> Data for this task:
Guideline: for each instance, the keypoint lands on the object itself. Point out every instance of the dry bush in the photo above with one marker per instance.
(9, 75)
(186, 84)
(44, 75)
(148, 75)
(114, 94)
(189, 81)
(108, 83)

> What to do: Reproduce the lines above verbatim, keeping every character and line break unchanged.

> Exercise solution:
Guideline: for each instance, the keypoint lands on the object itself. Point out every instance of the dry bush in the photo above with one marker per instance.
(9, 75)
(186, 84)
(44, 75)
(148, 75)
(114, 94)
(189, 81)
(108, 83)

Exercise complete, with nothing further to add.